* Exercise aim *
Your task is to write out the complete listing exactly as it is shown.
• • • • • • •
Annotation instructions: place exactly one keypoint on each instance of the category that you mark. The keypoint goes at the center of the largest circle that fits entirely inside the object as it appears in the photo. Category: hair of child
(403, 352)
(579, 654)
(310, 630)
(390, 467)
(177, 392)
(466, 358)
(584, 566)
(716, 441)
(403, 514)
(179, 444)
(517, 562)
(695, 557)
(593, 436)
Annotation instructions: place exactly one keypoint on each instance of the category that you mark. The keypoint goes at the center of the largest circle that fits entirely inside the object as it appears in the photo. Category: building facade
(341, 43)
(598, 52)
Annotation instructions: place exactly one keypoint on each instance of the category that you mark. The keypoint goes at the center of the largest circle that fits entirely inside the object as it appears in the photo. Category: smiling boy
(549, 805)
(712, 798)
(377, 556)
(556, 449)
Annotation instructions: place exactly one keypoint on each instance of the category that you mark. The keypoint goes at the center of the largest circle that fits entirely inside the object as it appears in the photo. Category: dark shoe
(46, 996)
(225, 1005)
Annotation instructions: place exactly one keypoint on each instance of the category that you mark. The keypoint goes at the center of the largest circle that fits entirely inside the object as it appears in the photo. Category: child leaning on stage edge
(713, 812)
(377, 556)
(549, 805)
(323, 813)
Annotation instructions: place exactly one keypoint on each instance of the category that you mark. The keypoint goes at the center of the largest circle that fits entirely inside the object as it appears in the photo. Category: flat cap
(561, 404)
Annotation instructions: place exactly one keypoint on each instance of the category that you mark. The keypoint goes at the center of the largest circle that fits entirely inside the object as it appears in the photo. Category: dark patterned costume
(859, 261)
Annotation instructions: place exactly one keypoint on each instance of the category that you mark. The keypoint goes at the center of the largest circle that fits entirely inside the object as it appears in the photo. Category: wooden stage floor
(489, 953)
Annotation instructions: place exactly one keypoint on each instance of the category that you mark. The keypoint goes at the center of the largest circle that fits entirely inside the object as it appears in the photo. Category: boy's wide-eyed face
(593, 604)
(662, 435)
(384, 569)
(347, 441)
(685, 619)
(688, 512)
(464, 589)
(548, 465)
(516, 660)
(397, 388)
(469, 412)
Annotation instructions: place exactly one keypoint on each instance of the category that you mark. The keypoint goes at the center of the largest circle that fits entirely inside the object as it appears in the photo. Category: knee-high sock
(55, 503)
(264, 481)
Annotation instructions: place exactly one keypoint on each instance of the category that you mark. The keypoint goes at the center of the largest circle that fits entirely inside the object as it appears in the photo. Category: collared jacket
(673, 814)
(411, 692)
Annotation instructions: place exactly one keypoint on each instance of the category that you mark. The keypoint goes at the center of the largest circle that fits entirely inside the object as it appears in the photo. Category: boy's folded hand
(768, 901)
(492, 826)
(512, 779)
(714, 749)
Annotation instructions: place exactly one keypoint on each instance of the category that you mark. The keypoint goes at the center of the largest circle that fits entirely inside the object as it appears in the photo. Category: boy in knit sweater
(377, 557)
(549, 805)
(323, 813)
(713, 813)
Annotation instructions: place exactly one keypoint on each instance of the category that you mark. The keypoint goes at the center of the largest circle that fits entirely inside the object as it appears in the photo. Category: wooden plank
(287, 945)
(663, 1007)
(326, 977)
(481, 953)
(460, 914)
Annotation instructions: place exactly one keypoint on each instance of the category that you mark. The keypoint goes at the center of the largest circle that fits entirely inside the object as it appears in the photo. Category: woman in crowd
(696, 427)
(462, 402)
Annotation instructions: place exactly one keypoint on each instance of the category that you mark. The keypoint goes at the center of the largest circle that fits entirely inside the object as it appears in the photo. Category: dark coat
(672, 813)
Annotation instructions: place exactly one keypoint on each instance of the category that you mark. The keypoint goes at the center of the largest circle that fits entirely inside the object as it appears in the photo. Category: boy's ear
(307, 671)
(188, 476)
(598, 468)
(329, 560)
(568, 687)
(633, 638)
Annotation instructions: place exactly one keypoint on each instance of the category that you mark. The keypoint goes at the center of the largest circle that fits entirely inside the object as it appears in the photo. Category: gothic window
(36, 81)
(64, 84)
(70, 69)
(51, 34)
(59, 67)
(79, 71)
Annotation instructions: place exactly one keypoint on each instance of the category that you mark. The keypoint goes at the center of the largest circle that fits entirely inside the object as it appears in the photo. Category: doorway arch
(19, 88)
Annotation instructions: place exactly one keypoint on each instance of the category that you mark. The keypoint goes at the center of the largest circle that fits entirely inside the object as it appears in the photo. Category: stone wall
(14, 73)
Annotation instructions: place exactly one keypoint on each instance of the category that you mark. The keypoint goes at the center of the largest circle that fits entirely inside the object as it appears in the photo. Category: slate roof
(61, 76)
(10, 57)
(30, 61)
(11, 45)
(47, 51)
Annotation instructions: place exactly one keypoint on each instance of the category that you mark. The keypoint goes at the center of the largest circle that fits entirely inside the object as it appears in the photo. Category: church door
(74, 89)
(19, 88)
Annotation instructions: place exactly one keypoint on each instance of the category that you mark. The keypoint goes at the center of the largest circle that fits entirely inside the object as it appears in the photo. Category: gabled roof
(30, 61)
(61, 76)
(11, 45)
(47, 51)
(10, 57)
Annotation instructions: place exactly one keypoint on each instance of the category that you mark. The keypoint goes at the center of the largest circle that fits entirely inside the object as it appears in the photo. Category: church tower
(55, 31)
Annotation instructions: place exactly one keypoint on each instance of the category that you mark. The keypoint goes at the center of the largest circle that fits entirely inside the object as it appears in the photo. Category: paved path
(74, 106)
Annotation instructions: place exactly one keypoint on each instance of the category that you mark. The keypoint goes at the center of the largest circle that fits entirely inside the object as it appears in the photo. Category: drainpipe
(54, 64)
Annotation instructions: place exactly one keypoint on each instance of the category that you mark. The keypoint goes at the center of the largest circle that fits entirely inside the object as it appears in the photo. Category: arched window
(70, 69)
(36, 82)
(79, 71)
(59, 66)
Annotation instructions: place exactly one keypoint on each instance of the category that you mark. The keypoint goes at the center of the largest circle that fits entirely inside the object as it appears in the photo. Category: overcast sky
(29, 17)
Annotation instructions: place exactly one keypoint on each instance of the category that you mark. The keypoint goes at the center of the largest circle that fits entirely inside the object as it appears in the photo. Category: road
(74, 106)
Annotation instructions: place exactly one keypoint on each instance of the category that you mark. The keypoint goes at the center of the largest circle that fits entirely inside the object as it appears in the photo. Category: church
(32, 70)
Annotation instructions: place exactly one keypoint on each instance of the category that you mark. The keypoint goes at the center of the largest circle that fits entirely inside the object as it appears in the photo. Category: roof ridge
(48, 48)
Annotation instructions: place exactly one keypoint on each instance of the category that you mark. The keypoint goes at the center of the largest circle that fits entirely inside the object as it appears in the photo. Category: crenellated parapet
• • • • • • •
* Output for this exercise *
Annotation instructions: place exactly one keypoint on each instance of the category that you mark. The keypoint goes at the center of the largest circle that fits entirely inside the object as it appears in the photo. Category: hair of child
(403, 352)
(579, 654)
(310, 630)
(390, 467)
(177, 392)
(466, 358)
(584, 566)
(716, 441)
(403, 514)
(179, 444)
(517, 562)
(695, 557)
(593, 436)
Annotation instructions: place exactly one keypoint on each instance of the category that you mark. The keypoint goes at the center of the largest circle that fits entirely inside the object as it appears in the photo. Category: building facade
(341, 43)
(598, 52)
Annotation instructions: place exactly one keypoint on each instance of the category that you mark. The keypoint goes at the center of the largest circle that fits entirely inside the object as it appears in the photo. Category: smiling boy
(549, 805)
(712, 798)
(377, 556)
(556, 449)
Annotation instructions: place exactly one keypoint on each instance of the category that you mark. The keypoint goes at the center of the largest circle that fits entirely inside the object as it appears in the photo. Category: dark shoe
(46, 996)
(225, 1005)
Annotation instructions: place exactly one keypoint on each instance of the category that you mark. The keypoint goes at the center of the largest circle that fits entirely inside the object as it appears in the photo. Category: child leaning on stage edge
(713, 812)
(377, 556)
(549, 805)
(323, 813)
Annotation instructions: place exactly one keypoint on each instance of the category that you mark. The keypoint goes at the center of the largest circle that fits entirely inside the object as it appears in the photo. Category: flat cap
(561, 404)
Annotation instructions: place exactly one keypoint on each instance of the category that you mark. The keypoint goes at the center of the largest circle that fits entirely inside the object as it appears in the photo. Category: dark patterned costume
(859, 261)
Annotation instructions: place exactly one keypoint on each instance of the category that you mark. The keypoint goes at the center of the largest circle that fits entirely inside the object as it appears in the photo. Category: wooden stage floor
(489, 953)
Annotation instructions: place exactly one keypoint on each instance of the category that you mark. The keypoint goes at the center of the largest circle that fits entirely inside the object as it appears in the photo. Category: boy's wide-eyed face
(593, 604)
(662, 435)
(384, 569)
(347, 441)
(685, 619)
(688, 512)
(464, 589)
(548, 465)
(516, 660)
(397, 388)
(469, 412)
Annotation instructions: place exactly one keypoint on each instance of the category that you mark. The keypoint goes at the center of the largest circle that fits entirely inside the object as it appears in the photo. Category: knee-high sock
(55, 503)
(264, 481)
Annotation instructions: place exactly one keypoint on each instance of the category that you mark. The keypoint goes at the center of the largest circle that fits entirely inside the object as it appears in the photo. Category: collared jacket
(673, 814)
(411, 692)
Annotation instructions: place exactly one keypoint on each instance of the category that you mark. The keypoint goes at the center of the largest circle that fits entirely inside the object as it appears in the photo. Category: boy's folded hand
(768, 901)
(492, 826)
(512, 779)
(714, 749)
Annotation instructions: place exactly one keypoint on each instance of the category that you mark. The keypoint goes at the center of the largest circle that fits entirely inside the object as it appears in the photo. Category: boy in knit sweater
(377, 557)
(549, 805)
(323, 813)
(713, 813)
Annotation instructions: place exactly one keypoint on each instance of the category that you mark. The keypoint goes at the center of the largest circle that fits entirely inside the object as it appears in the photo. Category: wooden plank
(287, 945)
(663, 1007)
(326, 977)
(481, 953)
(460, 914)
Annotation instructions: place exactly one keypoint on each instance of the category that you mark. The keypoint goes at the center of the largest circle that fits entirely inside the object as it appears in the photo. Category: woman in crowd
(696, 427)
(462, 402)
Annotation instructions: place exactly one keypoint on each instance of the category that you mark. The keypoint goes at the center of the largest circle that fits entirely inside the object as it appears in the photo. Category: dark coat
(672, 813)
Annotation instructions: place exactly one keypoint on each instance of the category that you mark. The keypoint goes at the center of the largest circle that fits entirely inside the object as it appears in the photo. Category: boy's ear
(307, 671)
(188, 476)
(598, 468)
(329, 560)
(568, 687)
(633, 638)
Annotation instructions: place exactly one keypoint on each instance of the category that you mark. The keypoint goes at the center of the largest circle that fits entirely inside the object as it appears in the photo. Category: gothic window
(36, 81)
(64, 84)
(70, 69)
(51, 34)
(59, 67)
(79, 71)
Annotation instructions: place exactly one keypoint on each instance of the category that you mark. The keypoint goes at the center of the largest circle that fits entirely inside the object as it appears in the photo. Category: doorway arch
(19, 88)
Annotation instructions: place exactly one keypoint on each instance of the category that you mark. The keypoint goes at the center of the largest circle that fits entirely inside the object as it appears in the photo. Category: stone wall
(14, 73)
Annotation instructions: place exactly one keypoint on each instance of the category that you mark. The keypoint goes at the center of the largest circle that fits entirely inside the object as it appears in the photo. Category: slate roof
(61, 76)
(10, 57)
(30, 61)
(11, 45)
(47, 51)
Annotation instructions: place exactly one keypoint on each instance of the category that you mark. The keypoint goes at the center of the largest circle that fits entirely inside the object as it appears in the photo. Category: church door
(74, 89)
(19, 88)
Annotation instructions: place exactly one keypoint on each instance of the category that you mark. The keypoint goes at the center of the largest circle that fits entirely inside the object as it appears in the photo. Category: gabled roof
(30, 61)
(61, 76)
(11, 45)
(47, 51)
(10, 57)
Annotation instructions: place exactly one keypoint on each instance of the category that you mark. The keypoint goes at the center of the largest circle that fits entirely inside the object as it appears in the photo. Category: church tower
(55, 31)
Annotation instructions: place exactly one keypoint on each instance of the category that you mark. The keypoint goes at the center of the largest circle that fits entirely inside the object as it appears in the photo. Category: paved path
(74, 106)
Annotation instructions: place exactly one keypoint on each instance of the category that you mark. The keypoint goes at the center of the largest circle that fits entirely inside the object as it appears in the photo. Category: drainpipe
(54, 64)
Annotation instructions: place exactly one keypoint on each instance of the category that you mark. The keypoint goes at the center of the largest circle that fits entirely inside the object as it appears in the photo. Category: arched window
(70, 69)
(36, 82)
(79, 71)
(59, 66)
Annotation instructions: place exactly one keypoint on each instance of the category that you mark. The keypoint goes at the center of the largest circle that fits entirely inside the object as it appears in the photo. Category: overcast sky
(29, 17)
Annotation instructions: place exactly one keypoint on each instance of the category that you mark. The keypoint goes at the center of the largest circle that fits entirely inside the object as it appears in the photo. Category: road
(74, 106)
Annotation instructions: place exactly one keypoint on each instance of the category that you mark. The keypoint goes at the center of the largest circle that fits entirely inside the object as it appears in the photo. Category: church
(32, 70)
Annotation instructions: place exactly one keypoint on each instance of the category that you mark. The keypoint goes at the center of the largest circle that fits entirely inside the object as it appears in the photo. Category: roof ridge
(48, 48)
Annotation instructions: place exactly one keypoint on each instance of the category that you mark. The keypoint goes at the center of the largest circle that fits entirely inside the object as it appears in the photo. Category: crenellated parapet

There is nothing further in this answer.